**AIM OF THE EXERCISE**
Retype, word for word, each line between the lines holding "point: red leaves shrub" and "point: autumn tree", inclusive, and leave the rest of the data alone.

**DATA FOR REVIEW**
Content starts
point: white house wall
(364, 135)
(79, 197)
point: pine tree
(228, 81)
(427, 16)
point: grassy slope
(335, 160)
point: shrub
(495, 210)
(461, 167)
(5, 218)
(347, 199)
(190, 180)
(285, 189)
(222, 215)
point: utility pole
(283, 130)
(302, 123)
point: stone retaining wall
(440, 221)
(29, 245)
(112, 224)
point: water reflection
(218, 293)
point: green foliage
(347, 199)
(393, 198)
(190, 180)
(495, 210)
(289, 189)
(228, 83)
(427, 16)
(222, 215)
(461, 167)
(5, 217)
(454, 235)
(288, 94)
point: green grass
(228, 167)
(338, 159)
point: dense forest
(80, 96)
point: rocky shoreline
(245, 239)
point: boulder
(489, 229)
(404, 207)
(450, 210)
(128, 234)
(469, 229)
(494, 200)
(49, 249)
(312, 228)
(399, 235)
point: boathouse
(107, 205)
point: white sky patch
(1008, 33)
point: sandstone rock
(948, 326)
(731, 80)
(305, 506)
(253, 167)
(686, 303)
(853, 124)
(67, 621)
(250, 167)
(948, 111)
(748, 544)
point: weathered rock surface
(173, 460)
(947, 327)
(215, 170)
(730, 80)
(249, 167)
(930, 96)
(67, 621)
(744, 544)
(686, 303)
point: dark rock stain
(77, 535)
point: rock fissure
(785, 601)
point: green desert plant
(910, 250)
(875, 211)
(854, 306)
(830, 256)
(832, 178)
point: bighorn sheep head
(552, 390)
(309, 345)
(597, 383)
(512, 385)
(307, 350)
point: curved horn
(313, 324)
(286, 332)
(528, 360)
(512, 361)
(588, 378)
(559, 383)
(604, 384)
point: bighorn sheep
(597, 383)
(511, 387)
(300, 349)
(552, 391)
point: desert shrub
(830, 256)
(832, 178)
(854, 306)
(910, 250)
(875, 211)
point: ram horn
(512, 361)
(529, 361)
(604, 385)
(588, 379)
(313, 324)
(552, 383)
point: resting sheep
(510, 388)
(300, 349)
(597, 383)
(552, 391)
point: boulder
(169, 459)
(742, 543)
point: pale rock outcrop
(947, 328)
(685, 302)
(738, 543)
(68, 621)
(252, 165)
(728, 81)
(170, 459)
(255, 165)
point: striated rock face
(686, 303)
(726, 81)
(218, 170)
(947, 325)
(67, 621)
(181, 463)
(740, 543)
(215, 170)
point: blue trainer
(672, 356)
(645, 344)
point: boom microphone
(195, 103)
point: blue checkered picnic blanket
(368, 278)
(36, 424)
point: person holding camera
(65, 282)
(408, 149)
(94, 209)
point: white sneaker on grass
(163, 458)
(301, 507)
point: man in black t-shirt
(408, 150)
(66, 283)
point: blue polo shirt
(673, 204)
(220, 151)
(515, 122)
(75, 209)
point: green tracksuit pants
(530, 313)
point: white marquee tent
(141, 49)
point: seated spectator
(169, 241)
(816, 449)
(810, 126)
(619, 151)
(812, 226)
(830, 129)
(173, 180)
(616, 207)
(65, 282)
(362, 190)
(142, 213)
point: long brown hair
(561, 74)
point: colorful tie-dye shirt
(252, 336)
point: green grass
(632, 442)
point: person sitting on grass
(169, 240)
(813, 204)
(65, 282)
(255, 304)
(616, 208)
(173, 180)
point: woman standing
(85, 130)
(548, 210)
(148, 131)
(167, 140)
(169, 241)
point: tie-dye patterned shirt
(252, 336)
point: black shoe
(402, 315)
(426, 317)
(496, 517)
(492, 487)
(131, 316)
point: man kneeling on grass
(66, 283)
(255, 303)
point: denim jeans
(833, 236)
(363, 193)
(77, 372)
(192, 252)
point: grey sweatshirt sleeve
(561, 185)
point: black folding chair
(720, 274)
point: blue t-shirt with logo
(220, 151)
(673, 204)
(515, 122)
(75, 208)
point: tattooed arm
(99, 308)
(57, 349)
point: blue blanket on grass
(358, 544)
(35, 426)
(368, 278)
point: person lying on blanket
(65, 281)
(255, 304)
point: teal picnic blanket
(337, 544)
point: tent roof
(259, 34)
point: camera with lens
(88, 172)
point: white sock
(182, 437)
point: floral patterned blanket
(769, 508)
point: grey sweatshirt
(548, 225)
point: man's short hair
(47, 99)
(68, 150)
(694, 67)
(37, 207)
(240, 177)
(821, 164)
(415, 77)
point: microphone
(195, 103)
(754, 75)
Content ends
Content starts
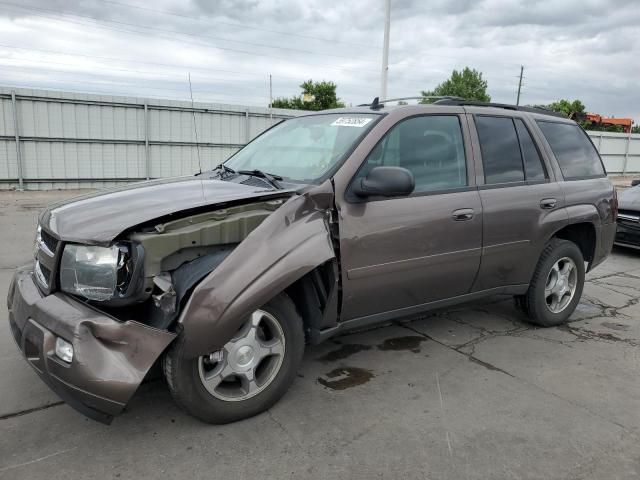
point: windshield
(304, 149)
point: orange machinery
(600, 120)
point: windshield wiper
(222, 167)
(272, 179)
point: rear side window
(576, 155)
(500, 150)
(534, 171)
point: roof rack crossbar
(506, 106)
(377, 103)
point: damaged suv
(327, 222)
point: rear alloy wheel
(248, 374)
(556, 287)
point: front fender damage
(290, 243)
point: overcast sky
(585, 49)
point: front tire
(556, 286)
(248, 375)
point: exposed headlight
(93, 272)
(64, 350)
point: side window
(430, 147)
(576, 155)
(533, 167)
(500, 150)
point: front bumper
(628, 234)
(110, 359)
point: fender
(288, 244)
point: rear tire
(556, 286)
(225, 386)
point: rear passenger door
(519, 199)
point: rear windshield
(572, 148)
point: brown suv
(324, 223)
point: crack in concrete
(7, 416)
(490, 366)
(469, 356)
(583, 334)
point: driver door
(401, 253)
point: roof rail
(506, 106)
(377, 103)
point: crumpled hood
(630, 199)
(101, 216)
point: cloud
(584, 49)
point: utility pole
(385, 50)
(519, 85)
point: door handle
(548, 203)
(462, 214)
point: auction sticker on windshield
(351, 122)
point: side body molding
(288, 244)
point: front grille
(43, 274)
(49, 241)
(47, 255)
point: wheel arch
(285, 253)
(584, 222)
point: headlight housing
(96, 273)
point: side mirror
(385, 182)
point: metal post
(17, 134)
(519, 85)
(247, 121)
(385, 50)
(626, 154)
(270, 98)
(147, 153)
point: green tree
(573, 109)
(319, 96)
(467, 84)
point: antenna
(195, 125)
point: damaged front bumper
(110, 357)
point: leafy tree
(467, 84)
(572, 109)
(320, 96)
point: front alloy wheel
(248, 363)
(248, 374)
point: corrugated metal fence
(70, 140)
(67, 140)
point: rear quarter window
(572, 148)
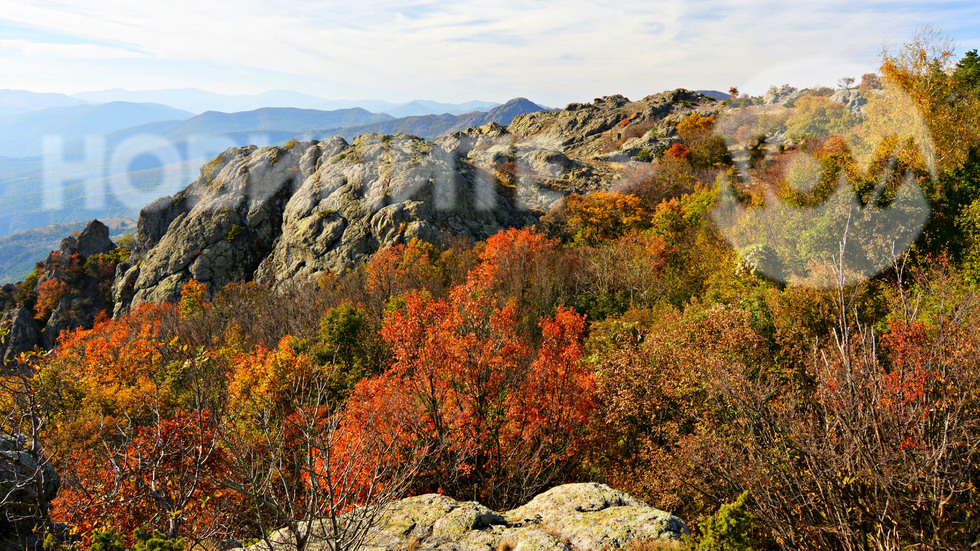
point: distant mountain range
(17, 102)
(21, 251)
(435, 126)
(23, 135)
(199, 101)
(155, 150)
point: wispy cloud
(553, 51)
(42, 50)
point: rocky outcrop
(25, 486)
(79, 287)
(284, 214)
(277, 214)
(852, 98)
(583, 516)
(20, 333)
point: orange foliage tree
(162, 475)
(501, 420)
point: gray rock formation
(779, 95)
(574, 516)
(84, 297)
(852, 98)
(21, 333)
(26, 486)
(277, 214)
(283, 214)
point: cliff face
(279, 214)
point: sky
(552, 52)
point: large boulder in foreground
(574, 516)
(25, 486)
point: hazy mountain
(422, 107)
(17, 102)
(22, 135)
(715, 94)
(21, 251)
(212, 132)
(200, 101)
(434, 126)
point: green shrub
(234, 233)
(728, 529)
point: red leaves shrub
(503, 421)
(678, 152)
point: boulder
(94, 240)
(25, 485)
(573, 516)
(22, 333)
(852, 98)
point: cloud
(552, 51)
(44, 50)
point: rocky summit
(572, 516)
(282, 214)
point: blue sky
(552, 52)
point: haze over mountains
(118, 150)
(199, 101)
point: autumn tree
Content ends
**TASK ANSWER**
point: red leaves shrub
(503, 421)
(678, 152)
point: boulder
(94, 240)
(25, 485)
(573, 516)
(22, 333)
(852, 98)
point: cloud
(552, 51)
(44, 50)
point: rocky summit
(572, 516)
(282, 214)
point: blue sky
(552, 52)
point: haze over mountains
(118, 150)
(199, 101)
point: autumn tree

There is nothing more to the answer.